### [Texto fornecido]
Tripas à moda do Rio
Algumas pessoas, especialmente entre o Porto e Valongo (mais umas quantas simpáticas localidades ali à volta), conhecem este indivíduo da pantalha televisiva, em especial por ter figurado num defunto programa especializado em maledicência (‘A Noite da Má-Língua’) e numa outra tertúlia mais virada para o pontapé na chincha. Tem ainda no curriculum, abrilhantando a sua condição de figura pública, o facto de pertencer à Confraria das Tripas, essa prestigiosa e vetusta instituição da Cultura pátria cuja matéria (as tripas propriamente ditas) é um elemento essencial da História de Portugal, d’aquém e d’além-mar, em especial da parte do além, está visto, pois que foi à custa das tripas que Portugal deu novos mundos ao mundo e espalhou a Língua portuguesa por tudo quanto é canto, etc.
Não se trata contudo agora da parte curricular ou das viscerais confrarias do senhor, nada de actividades empresariais na florescente área da organização de eventos, ou assim. Outrossim, porém, detenhamo-nos em pormenores a seu (dele) ver irrelevantes como sejam as desprezíveis normas que regulam (ou não, para o mesmo senhor é igual) a chamada “ortografia”. Não é de todo caso único, ainda que a bizarria no caso vertente escape a qualquer tentativa de entendimento, e se calhar até há quem conheça outros exemplos quejandos de tanto-se-lhe-dá-como-se-lhe-deu no que à escrita diz respeito. Segundo preceitua este, e há-de haver mais com certeza, é facílimo, tudo se resume a carregar pela boca e puxar o gatilho, cá vai disto, pum, sai pela mesma boca por onde entraram bolinhas de chumbo e areia uma descarga textual catita, explosiva; ou seja, se bem entendi, isto depois da descoberta da pólvora é uma brincadeira de meninos, carrega-se o arcabuz (ora renomeado “conversor ortográfico”) com chumbadas em Português, este é detonado pela pólvora (o “acordo ortográfico”) quando se prime o gatilho (tecla “enter”) e sai pelo outro lado um tirinho em acordês.
Foi o que “aprendi” no textículo do senhor, salvo seja. Mas devo ter percebido mal, só pode.
Não poderia, no entanto, privar os dois ou três leitores deste incógnito — porém, jeitoso, porque todo virado para a inovação — repositório virtual de tão suculento pitéu. E não, não me refiro às tripas.
Uma conversa acordada
Manuel Serrão
“Jornal de Notícias”, 30.01.19Esta semana, em conversa acordada com um amigo escritor, que por acaso também tem presença frequente na Imprensa nacional, demos por nós a discutir a diferença que tem existido entre quem se deixa regular pelas novas regras do Acordo Ortográfico e quem insiste em continuar a mover-se no universo da agora chamada antiga ortografia.

### [Trabalho a realizar]
1. No texto sobre o acordo ortográfico, enumere as correspondências que a comparação com o arcabuz indica entre parênteses.
2. Prossiga o texto sobre o acordo ortográfico a partir do ponto em que termina.
As entradas são dispensáveis para este trabalho.

### [Material fornecido]
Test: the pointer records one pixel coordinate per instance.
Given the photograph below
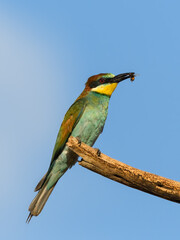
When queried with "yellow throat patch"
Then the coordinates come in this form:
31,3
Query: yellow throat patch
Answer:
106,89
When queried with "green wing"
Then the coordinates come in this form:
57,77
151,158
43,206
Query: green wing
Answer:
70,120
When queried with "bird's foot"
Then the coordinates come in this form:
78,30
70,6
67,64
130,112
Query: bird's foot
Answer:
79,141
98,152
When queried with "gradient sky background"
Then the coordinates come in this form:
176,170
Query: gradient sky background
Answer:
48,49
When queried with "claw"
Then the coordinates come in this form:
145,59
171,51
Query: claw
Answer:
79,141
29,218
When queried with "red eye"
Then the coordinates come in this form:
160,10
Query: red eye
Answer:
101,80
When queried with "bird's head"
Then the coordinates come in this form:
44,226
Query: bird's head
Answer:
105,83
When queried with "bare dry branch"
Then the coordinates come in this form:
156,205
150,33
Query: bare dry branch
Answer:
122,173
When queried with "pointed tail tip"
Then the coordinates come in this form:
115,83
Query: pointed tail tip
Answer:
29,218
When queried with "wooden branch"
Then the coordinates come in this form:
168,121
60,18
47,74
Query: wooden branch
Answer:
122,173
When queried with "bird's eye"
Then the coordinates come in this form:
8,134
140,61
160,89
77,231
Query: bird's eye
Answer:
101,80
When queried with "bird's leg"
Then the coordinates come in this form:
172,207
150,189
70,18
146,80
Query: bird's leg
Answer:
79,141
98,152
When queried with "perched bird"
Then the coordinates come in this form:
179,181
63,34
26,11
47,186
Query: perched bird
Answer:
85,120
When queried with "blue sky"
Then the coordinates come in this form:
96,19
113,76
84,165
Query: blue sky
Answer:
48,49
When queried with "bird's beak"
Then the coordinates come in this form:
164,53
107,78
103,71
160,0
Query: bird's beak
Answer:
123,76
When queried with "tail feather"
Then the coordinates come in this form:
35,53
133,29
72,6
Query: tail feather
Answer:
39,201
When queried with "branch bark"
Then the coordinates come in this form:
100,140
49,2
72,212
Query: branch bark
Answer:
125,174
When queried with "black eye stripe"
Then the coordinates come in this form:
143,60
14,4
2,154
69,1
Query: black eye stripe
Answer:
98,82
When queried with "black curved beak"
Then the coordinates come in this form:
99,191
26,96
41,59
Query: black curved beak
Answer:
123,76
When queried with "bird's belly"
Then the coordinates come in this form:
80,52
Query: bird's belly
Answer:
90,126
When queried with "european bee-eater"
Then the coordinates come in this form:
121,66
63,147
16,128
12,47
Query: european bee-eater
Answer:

* * *

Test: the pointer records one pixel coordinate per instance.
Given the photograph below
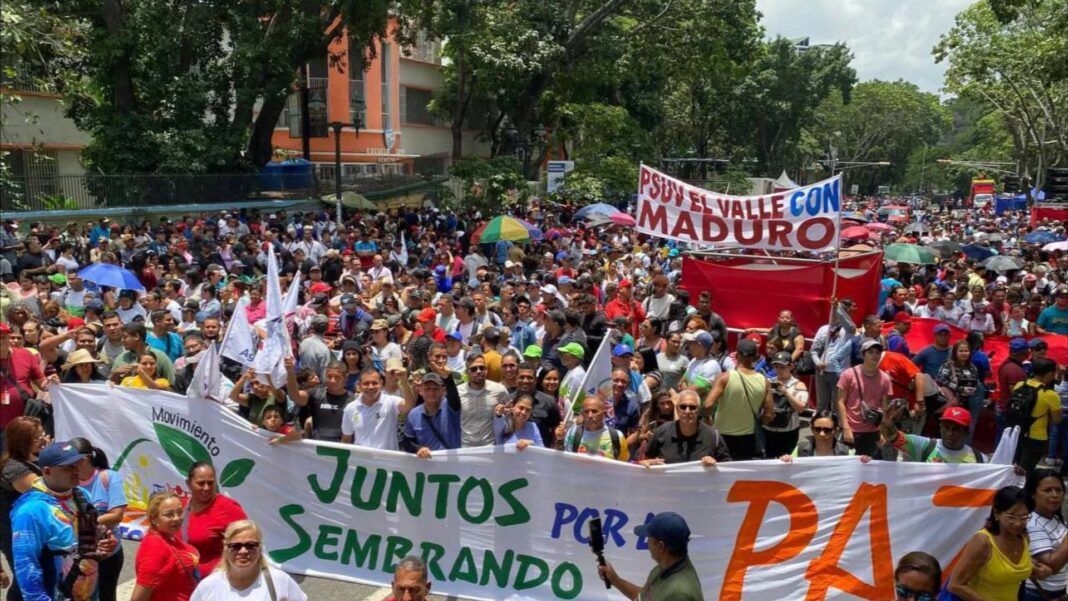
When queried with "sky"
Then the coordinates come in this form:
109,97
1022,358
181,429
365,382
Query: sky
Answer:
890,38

* * *

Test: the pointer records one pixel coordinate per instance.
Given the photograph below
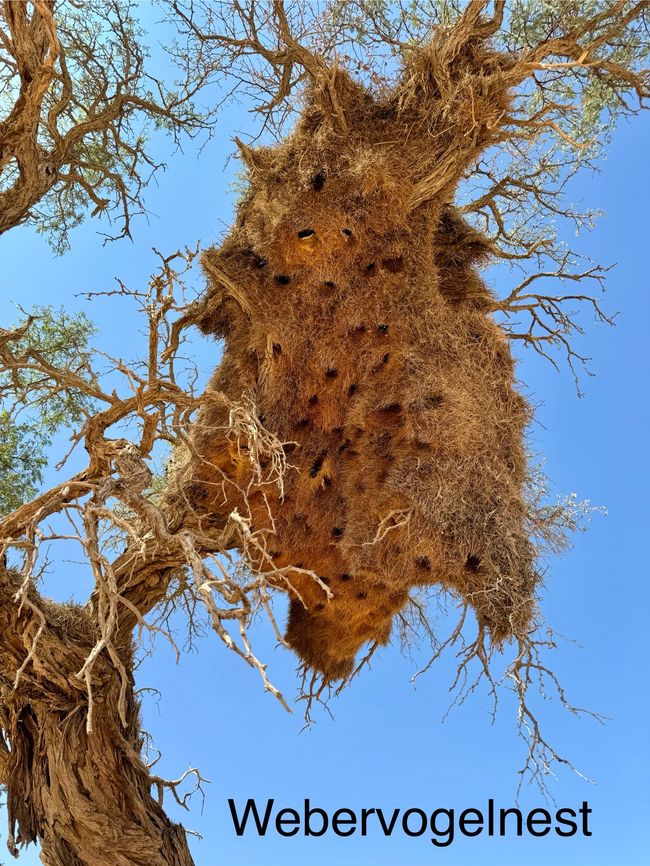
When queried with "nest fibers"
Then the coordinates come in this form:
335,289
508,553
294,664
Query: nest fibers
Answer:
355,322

### [Resultados obtidos]
1.
arcabuz — "conversor ortográfico"
pólvora — "acordo ortográfico"
gatilho — tecla "enter"

2.
Também aqui no JN existem alguns textos e crónicas que no seu final advertem os seus leitores de que o autor escreveu segundo essa dita antiga ortografia.Lembro-me que na altura em que o Acordo Ortográfico entrou em vigor também alguém do JN me ligou, muito simpático, a perguntar qual seria a minha opção a partir de então, entre escrever respeitando o novo acordo ou usar da prerrogativa de continuar a escrever como sempre tinha escrito. Recordo-me que na altura a minha posição foi muito simples e por isso a minha decisão muito rápida, mesmo imediata. Perguntei ao meu interlocutor do JN o que é que o jornal, a sua Administração ou os seus directores tinham decidido fazer e tendo-me sido respondido que o jornal iria naturalmente seguir o acordo aprovado, eu limitei-me a dizer que então a minha crónica deveria alinhar, também naturalmente, com esta decisão. Nessa altura não me senti minimamente “violentado” com a questão, como não me senti de forma alguma pressionado para alinhar com a decisão geral editorial. Mas também não me senti impelido a deixar de fazer, pensar ou escrever diferente do que sempre tinha feito e aprendido ao longo da minha formação escolar.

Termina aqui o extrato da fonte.